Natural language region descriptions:
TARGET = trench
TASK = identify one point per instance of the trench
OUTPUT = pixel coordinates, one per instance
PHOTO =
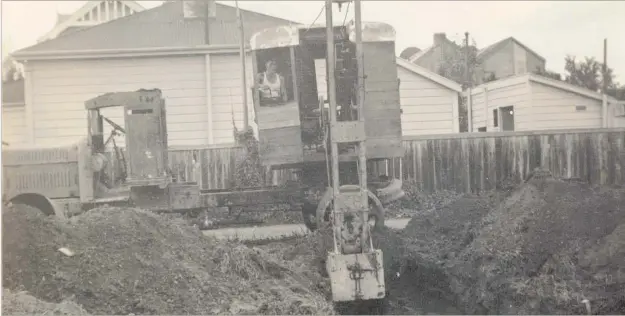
(412, 289)
(417, 291)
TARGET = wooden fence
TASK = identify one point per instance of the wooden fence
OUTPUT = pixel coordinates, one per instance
(467, 162)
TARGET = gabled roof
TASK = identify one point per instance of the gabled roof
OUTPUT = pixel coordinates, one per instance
(163, 26)
(414, 58)
(489, 50)
(531, 77)
(450, 84)
(408, 52)
(65, 21)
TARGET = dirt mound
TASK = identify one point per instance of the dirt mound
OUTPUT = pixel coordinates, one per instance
(21, 303)
(546, 249)
(131, 261)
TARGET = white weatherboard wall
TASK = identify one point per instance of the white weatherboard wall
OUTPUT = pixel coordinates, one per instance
(60, 89)
(495, 96)
(555, 108)
(227, 96)
(13, 125)
(427, 106)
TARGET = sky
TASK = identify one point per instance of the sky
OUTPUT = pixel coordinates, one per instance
(553, 29)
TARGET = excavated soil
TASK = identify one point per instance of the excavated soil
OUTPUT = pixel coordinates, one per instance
(130, 261)
(21, 303)
(548, 247)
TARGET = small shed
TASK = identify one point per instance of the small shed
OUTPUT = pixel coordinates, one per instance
(197, 68)
(532, 102)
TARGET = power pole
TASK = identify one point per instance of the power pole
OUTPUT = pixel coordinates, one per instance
(243, 72)
(467, 84)
(604, 104)
(605, 65)
(467, 75)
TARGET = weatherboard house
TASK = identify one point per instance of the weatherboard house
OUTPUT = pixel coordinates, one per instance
(194, 61)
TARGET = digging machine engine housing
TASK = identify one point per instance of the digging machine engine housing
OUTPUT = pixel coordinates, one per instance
(145, 127)
(306, 127)
(145, 132)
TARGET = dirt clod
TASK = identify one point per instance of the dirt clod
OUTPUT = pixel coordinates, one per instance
(549, 247)
(128, 261)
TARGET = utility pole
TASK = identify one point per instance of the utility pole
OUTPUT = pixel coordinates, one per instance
(467, 84)
(243, 72)
(604, 104)
(467, 75)
(605, 65)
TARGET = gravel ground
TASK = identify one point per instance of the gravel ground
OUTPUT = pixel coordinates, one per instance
(130, 261)
(544, 248)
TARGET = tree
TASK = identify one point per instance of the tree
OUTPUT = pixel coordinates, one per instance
(588, 73)
(11, 70)
(454, 66)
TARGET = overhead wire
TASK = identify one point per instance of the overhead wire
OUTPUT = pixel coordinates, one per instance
(317, 18)
(346, 12)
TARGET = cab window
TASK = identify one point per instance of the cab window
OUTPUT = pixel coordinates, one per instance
(270, 62)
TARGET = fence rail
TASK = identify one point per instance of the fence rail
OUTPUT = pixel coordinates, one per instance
(467, 162)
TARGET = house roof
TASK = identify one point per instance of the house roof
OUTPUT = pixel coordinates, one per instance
(65, 21)
(408, 52)
(489, 50)
(415, 57)
(163, 26)
(531, 77)
(450, 84)
(13, 92)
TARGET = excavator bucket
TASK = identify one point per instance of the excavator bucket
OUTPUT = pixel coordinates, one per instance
(358, 276)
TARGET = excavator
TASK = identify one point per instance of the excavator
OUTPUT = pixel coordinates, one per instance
(328, 132)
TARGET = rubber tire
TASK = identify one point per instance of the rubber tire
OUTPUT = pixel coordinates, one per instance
(322, 212)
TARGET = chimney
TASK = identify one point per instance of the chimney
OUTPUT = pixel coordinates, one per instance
(439, 38)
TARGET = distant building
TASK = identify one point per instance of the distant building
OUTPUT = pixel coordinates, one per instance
(91, 14)
(509, 57)
(503, 59)
(198, 73)
(531, 102)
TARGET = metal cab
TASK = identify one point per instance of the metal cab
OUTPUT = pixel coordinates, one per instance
(293, 131)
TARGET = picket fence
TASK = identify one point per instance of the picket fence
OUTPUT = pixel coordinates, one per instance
(466, 162)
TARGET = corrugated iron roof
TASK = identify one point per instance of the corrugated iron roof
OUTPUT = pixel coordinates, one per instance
(487, 51)
(163, 26)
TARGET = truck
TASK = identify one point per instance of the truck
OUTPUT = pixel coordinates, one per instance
(326, 139)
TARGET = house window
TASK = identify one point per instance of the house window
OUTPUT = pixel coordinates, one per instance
(507, 118)
(495, 118)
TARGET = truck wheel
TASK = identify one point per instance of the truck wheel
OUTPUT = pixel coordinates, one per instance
(322, 213)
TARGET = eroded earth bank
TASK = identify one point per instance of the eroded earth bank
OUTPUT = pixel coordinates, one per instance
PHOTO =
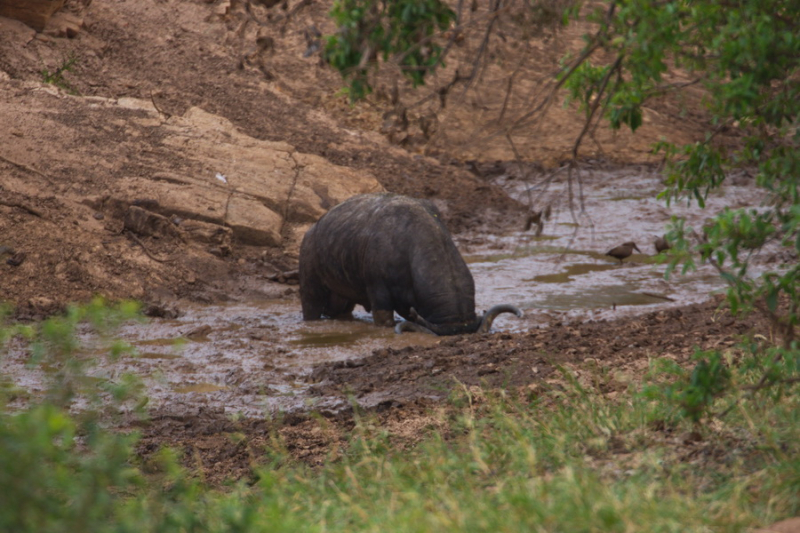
(179, 159)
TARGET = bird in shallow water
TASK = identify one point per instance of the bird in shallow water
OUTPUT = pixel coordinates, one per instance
(623, 250)
(661, 244)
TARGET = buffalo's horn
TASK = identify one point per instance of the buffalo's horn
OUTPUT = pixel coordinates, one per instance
(407, 325)
(491, 314)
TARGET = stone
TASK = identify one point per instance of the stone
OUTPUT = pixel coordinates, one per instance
(34, 13)
(253, 223)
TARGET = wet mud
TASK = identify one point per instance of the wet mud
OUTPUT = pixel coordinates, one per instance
(256, 369)
(258, 358)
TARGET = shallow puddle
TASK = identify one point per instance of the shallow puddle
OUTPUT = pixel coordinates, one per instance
(253, 358)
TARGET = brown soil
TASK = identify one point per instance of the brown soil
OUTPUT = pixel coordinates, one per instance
(404, 389)
(185, 53)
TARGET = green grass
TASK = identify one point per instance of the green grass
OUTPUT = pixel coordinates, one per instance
(559, 456)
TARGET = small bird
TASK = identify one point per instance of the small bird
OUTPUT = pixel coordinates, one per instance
(661, 244)
(623, 250)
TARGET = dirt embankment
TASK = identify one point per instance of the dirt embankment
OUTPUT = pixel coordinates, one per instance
(148, 99)
(214, 99)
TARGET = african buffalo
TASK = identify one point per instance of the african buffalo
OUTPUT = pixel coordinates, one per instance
(390, 253)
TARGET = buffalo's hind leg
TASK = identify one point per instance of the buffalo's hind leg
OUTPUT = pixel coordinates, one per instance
(382, 307)
(314, 297)
(339, 307)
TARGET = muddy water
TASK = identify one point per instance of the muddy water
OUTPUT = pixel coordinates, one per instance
(564, 272)
(251, 358)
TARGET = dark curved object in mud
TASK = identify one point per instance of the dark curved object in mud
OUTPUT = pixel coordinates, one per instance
(482, 325)
(389, 253)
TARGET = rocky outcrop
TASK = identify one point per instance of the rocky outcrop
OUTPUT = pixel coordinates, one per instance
(194, 176)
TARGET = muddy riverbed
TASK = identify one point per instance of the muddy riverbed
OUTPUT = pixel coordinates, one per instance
(258, 358)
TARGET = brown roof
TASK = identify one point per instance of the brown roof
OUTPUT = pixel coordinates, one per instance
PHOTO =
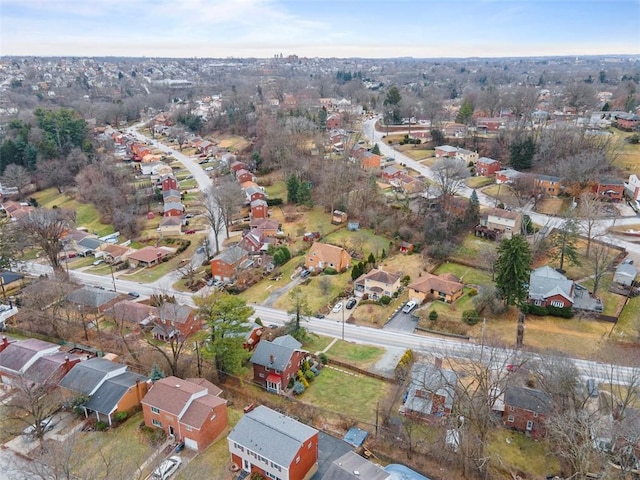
(434, 282)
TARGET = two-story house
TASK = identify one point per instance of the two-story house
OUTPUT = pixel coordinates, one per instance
(376, 284)
(275, 363)
(274, 445)
(526, 409)
(190, 411)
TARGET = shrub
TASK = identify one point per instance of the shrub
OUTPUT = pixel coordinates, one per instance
(298, 388)
(120, 416)
(470, 317)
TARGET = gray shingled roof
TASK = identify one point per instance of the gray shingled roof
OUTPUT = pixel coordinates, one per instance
(86, 376)
(271, 434)
(105, 399)
(267, 351)
(527, 399)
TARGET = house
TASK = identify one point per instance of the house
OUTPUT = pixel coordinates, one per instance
(174, 320)
(547, 287)
(508, 175)
(526, 409)
(275, 363)
(17, 357)
(446, 287)
(376, 284)
(243, 175)
(259, 209)
(352, 466)
(189, 411)
(610, 190)
(133, 313)
(149, 256)
(322, 255)
(446, 151)
(431, 391)
(486, 167)
(111, 388)
(632, 187)
(227, 263)
(625, 274)
(548, 184)
(338, 217)
(497, 224)
(93, 300)
(274, 445)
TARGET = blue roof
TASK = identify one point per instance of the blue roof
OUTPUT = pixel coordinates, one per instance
(400, 472)
(355, 436)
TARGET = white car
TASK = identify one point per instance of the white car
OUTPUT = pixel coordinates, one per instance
(409, 306)
(167, 468)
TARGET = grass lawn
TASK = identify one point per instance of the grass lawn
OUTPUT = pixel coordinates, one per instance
(124, 445)
(86, 213)
(467, 275)
(628, 326)
(347, 394)
(261, 290)
(513, 451)
(213, 462)
(478, 182)
(364, 241)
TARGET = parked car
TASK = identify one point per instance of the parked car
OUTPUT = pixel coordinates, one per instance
(167, 468)
(409, 306)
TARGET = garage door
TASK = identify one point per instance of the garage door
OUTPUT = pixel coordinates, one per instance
(191, 444)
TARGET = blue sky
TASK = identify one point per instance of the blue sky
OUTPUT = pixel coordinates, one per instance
(319, 28)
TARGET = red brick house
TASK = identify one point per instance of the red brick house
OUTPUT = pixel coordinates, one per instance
(610, 190)
(275, 363)
(273, 445)
(526, 409)
(190, 411)
(225, 265)
(486, 167)
(175, 320)
(259, 209)
(169, 182)
(243, 175)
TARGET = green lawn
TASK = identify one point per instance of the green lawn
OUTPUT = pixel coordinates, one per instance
(347, 394)
(86, 213)
(467, 275)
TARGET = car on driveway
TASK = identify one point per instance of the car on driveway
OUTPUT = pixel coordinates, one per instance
(167, 468)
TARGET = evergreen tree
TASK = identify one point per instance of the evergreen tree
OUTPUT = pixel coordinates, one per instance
(512, 268)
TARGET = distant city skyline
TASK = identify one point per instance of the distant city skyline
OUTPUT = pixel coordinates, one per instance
(319, 28)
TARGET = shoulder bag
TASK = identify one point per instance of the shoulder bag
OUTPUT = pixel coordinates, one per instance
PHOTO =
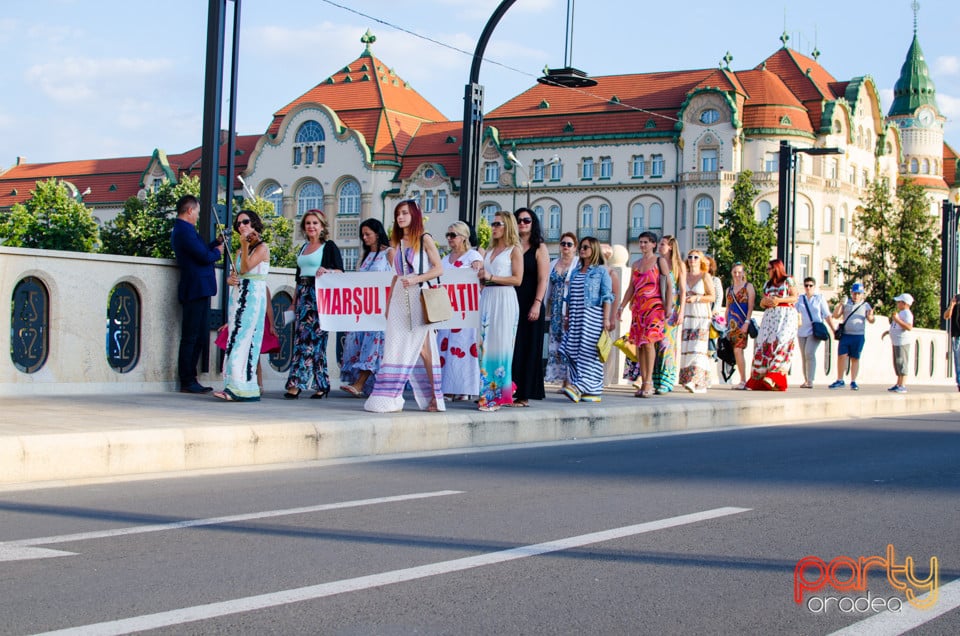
(820, 331)
(435, 301)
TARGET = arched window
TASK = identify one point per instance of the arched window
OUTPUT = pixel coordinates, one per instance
(309, 197)
(349, 204)
(308, 145)
(764, 210)
(704, 212)
(586, 220)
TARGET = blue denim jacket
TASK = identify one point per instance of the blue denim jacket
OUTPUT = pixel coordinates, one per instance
(597, 287)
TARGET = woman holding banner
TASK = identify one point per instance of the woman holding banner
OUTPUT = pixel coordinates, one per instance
(499, 312)
(317, 257)
(410, 348)
(458, 347)
(362, 350)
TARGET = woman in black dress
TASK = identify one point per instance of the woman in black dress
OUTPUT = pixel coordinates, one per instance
(528, 347)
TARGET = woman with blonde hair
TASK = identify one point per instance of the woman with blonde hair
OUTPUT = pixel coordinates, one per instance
(318, 256)
(459, 354)
(410, 345)
(666, 367)
(695, 360)
(499, 312)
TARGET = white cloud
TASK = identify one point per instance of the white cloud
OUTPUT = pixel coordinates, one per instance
(947, 65)
(83, 79)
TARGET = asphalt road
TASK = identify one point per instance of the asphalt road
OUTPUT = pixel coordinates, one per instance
(676, 534)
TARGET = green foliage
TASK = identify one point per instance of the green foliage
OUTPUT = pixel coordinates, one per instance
(50, 219)
(898, 252)
(143, 227)
(741, 238)
(484, 232)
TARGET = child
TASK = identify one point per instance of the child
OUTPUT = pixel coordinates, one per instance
(901, 323)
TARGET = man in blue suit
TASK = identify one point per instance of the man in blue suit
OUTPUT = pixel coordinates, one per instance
(198, 283)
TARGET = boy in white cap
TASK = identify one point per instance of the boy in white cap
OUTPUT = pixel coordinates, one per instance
(901, 323)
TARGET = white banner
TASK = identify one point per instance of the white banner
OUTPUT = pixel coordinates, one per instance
(357, 301)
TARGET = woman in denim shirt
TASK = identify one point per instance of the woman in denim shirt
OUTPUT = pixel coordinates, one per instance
(589, 301)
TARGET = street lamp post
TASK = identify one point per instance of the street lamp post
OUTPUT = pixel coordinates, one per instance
(787, 199)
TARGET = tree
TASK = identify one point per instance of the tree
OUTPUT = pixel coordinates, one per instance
(51, 219)
(143, 227)
(740, 237)
(898, 251)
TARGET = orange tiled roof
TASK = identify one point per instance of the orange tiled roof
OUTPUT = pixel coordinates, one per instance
(371, 98)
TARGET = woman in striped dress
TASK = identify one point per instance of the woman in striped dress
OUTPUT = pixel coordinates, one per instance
(667, 365)
(589, 312)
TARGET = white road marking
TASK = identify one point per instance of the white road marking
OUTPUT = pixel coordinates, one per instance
(909, 617)
(193, 523)
(296, 595)
(22, 553)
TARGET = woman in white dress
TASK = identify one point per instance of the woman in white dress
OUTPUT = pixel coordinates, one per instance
(410, 348)
(695, 360)
(459, 350)
(499, 312)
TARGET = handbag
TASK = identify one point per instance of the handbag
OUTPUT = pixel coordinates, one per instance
(604, 345)
(820, 331)
(435, 300)
(628, 348)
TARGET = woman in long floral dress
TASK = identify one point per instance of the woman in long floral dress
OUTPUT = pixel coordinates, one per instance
(561, 269)
(362, 350)
(410, 347)
(499, 312)
(667, 365)
(774, 344)
(695, 360)
(248, 309)
(459, 350)
(648, 318)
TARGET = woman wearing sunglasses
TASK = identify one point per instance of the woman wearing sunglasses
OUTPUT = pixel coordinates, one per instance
(561, 270)
(499, 312)
(248, 309)
(459, 355)
(528, 350)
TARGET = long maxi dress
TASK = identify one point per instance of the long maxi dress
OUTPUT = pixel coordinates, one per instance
(363, 350)
(248, 308)
(528, 347)
(499, 313)
(695, 360)
(556, 371)
(588, 291)
(773, 349)
(647, 320)
(459, 350)
(667, 365)
(406, 332)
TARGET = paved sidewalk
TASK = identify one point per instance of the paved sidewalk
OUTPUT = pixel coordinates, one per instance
(96, 436)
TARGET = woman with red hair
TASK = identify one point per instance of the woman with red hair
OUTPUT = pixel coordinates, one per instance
(774, 344)
(410, 345)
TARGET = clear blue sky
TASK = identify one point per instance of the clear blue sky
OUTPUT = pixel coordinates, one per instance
(111, 78)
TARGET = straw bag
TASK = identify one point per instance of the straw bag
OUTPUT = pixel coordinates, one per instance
(435, 301)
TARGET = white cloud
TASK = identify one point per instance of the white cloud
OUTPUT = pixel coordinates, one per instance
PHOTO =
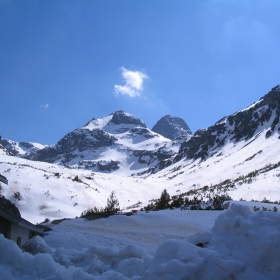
(133, 83)
(45, 106)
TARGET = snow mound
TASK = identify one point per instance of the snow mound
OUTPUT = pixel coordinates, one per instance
(241, 245)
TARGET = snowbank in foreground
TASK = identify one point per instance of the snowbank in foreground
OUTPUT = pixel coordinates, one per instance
(241, 245)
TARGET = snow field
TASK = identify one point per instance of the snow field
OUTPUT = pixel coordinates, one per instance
(241, 245)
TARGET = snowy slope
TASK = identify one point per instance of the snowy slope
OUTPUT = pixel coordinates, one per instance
(21, 148)
(244, 161)
(118, 143)
(147, 246)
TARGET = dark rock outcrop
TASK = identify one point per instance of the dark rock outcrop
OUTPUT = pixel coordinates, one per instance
(8, 205)
(172, 127)
(245, 125)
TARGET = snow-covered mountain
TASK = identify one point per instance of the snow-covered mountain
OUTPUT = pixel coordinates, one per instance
(239, 154)
(119, 142)
(260, 120)
(172, 127)
(21, 148)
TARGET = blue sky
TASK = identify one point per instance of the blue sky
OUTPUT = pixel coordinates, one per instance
(63, 63)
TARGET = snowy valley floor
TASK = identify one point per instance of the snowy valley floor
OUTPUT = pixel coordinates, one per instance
(171, 244)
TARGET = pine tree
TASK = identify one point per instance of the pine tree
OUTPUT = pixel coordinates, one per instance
(112, 204)
(164, 200)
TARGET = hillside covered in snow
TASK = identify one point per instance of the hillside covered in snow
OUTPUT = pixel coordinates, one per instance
(237, 157)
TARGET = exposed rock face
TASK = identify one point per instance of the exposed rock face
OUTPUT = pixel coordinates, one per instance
(244, 125)
(107, 144)
(36, 245)
(172, 127)
(121, 117)
(7, 204)
(21, 148)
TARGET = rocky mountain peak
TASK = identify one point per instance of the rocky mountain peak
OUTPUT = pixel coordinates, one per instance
(121, 117)
(172, 127)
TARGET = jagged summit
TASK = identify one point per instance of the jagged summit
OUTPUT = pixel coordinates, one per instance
(117, 122)
(172, 127)
(119, 141)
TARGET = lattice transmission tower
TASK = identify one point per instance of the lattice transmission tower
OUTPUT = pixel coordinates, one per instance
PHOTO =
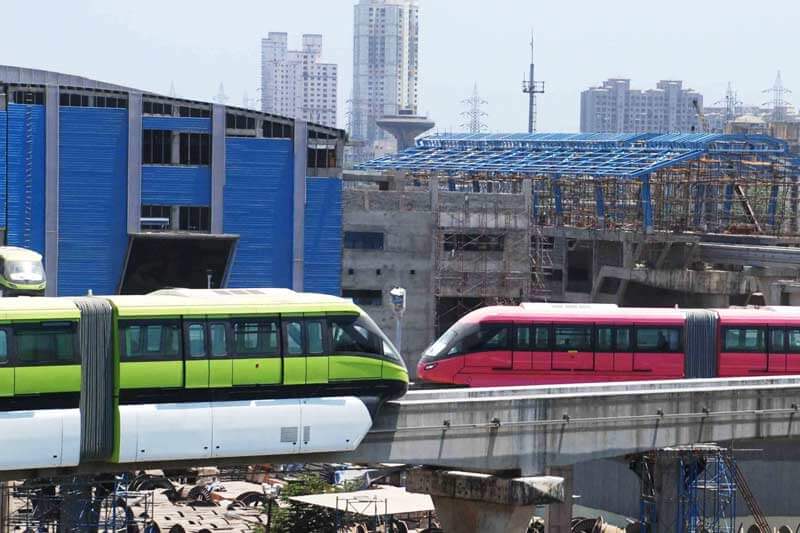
(474, 113)
(777, 101)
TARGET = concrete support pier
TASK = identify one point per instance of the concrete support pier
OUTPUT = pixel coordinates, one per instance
(467, 502)
(559, 515)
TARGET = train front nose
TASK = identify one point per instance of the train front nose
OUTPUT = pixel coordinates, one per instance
(425, 367)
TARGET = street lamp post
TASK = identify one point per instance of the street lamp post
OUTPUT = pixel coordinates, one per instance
(398, 298)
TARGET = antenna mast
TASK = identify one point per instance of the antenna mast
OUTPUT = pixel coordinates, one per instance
(531, 87)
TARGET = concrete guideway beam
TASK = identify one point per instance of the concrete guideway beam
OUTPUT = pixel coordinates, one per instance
(529, 430)
(467, 502)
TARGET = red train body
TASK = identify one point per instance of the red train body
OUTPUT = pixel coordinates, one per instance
(535, 344)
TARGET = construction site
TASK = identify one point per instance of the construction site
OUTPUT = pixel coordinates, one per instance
(697, 219)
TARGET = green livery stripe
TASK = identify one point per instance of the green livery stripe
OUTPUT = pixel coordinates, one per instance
(46, 379)
(151, 374)
(394, 371)
(347, 367)
(154, 311)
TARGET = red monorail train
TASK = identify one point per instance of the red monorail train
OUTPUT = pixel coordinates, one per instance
(535, 344)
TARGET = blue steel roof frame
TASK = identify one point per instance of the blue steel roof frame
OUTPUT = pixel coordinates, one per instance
(556, 161)
(559, 154)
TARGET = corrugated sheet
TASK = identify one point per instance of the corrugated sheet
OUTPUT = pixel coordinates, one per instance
(184, 124)
(322, 265)
(25, 193)
(258, 207)
(93, 159)
(3, 130)
(176, 185)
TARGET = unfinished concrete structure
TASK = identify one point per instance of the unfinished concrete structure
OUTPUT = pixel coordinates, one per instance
(635, 219)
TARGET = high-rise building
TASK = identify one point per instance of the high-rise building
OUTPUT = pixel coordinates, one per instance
(385, 63)
(295, 83)
(615, 107)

- **WHAT THE EXERCISE ASKS**: Where a line of the entries contains the word "weatherboard", copy that line.

- **ANSWER TO THIS PROBLEM**:
TARGET = white weatherboard wall
TASK = identify one point per instance of the white weatherboard wall
TARGET = weatherboard house
TASK = identify one point per instance of the weatherboard house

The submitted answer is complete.